**TASK**
Review the material and extract every line in which the word "tire" occurs.

**GIVEN RECORDS**
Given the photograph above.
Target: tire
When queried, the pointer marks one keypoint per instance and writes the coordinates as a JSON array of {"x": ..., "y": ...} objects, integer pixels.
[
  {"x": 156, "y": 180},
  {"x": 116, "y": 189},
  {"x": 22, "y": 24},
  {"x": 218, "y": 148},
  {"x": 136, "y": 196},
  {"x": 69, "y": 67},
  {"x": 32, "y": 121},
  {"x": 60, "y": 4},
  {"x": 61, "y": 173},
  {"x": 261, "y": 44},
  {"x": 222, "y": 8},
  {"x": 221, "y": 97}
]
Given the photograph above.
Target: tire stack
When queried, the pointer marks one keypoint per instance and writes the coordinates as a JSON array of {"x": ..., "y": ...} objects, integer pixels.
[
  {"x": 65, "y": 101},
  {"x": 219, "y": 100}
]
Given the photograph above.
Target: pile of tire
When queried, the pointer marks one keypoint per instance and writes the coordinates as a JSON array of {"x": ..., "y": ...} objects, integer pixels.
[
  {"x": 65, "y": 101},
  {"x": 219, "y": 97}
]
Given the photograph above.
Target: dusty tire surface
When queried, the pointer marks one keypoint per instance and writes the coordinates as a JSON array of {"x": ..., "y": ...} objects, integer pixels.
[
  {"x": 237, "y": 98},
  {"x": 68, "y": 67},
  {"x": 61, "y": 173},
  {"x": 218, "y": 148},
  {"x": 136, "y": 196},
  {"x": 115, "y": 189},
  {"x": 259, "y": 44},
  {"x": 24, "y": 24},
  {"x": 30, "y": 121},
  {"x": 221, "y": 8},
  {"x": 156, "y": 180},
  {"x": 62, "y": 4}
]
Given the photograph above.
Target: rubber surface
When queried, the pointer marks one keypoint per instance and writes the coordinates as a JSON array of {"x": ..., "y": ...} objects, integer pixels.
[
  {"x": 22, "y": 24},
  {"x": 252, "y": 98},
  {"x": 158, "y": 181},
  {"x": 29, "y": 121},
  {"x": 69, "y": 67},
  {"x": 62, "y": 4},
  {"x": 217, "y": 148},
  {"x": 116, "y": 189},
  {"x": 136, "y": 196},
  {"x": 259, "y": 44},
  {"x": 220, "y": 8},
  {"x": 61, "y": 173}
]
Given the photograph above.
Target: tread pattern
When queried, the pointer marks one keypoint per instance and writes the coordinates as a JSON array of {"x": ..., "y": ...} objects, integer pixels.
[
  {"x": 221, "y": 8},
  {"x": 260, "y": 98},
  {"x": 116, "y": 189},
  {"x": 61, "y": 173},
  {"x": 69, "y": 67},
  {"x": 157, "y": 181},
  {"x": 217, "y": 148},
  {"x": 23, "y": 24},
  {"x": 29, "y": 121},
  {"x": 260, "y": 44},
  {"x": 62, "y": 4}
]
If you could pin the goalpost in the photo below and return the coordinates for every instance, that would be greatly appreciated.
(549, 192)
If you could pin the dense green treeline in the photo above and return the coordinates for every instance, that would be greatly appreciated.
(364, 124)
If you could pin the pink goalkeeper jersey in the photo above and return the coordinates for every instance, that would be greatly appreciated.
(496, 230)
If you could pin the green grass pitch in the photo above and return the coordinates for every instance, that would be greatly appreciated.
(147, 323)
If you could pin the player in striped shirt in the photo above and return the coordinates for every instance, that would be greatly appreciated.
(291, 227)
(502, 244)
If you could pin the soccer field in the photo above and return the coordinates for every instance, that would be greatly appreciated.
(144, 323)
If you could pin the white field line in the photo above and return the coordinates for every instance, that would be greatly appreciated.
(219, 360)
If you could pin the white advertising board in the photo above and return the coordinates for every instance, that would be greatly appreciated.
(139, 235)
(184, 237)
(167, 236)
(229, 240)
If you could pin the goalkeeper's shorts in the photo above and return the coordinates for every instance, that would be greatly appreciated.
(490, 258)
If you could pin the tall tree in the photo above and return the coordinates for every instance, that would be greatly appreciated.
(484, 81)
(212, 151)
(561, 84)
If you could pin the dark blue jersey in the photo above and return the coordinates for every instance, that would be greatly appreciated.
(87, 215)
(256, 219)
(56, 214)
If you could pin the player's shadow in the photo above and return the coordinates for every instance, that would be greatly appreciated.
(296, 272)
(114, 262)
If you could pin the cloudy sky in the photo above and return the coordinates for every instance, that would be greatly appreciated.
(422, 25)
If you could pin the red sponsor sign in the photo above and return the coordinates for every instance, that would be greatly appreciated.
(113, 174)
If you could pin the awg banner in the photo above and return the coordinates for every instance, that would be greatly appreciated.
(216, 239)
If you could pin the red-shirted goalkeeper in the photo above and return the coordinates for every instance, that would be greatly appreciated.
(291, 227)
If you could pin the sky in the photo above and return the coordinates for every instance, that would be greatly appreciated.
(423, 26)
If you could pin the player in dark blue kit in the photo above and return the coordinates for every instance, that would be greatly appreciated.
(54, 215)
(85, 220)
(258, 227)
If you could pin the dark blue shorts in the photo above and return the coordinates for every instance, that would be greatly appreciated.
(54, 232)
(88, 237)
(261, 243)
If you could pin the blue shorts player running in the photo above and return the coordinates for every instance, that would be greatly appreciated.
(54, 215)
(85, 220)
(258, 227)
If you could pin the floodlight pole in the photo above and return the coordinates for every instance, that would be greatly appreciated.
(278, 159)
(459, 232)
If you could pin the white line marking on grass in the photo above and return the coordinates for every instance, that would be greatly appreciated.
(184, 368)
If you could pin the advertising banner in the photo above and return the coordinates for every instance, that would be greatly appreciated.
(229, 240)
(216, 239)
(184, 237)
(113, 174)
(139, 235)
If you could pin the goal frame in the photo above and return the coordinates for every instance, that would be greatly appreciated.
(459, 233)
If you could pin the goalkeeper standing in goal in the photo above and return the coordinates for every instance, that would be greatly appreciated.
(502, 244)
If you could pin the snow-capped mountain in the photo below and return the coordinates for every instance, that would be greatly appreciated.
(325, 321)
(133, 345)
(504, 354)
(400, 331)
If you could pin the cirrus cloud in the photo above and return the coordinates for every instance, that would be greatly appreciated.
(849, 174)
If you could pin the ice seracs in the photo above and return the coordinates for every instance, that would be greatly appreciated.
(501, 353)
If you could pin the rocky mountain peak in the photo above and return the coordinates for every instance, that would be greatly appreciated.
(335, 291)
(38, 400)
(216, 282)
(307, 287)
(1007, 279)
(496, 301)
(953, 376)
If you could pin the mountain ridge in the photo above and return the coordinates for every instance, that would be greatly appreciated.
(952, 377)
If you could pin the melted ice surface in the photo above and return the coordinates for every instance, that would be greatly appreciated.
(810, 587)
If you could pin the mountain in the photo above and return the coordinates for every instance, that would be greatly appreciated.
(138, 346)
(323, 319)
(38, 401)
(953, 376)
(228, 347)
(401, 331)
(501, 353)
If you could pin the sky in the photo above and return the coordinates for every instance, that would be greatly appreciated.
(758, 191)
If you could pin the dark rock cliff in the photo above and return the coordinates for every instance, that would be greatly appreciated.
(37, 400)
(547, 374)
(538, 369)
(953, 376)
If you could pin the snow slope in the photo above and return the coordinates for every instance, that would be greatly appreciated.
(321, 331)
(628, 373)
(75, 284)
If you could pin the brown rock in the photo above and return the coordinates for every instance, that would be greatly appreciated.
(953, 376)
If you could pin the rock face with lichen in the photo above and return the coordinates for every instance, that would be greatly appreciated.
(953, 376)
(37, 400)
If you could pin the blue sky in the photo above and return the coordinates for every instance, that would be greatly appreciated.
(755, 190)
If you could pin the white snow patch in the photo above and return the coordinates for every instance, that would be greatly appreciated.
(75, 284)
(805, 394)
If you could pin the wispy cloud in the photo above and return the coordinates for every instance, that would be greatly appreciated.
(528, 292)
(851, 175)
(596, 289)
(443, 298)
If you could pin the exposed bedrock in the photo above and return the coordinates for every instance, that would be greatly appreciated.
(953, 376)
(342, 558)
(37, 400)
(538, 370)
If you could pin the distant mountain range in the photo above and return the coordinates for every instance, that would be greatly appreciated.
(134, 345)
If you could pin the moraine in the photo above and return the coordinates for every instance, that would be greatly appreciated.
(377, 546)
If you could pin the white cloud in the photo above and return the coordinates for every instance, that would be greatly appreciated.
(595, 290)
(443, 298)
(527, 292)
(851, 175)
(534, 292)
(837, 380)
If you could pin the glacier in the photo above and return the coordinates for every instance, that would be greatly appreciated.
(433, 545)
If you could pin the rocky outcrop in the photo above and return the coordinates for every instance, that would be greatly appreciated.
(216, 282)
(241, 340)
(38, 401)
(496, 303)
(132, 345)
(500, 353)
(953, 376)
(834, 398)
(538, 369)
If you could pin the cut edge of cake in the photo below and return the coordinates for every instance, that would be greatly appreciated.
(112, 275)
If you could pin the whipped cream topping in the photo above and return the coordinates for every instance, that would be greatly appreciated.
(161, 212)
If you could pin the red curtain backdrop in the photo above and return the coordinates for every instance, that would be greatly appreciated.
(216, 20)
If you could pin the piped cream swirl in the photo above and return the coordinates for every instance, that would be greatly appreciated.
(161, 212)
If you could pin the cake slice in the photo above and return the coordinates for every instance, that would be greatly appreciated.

**REPLY**
Target: tire
Target: tire stack
Target: pile of tire
Target: dusty tire surface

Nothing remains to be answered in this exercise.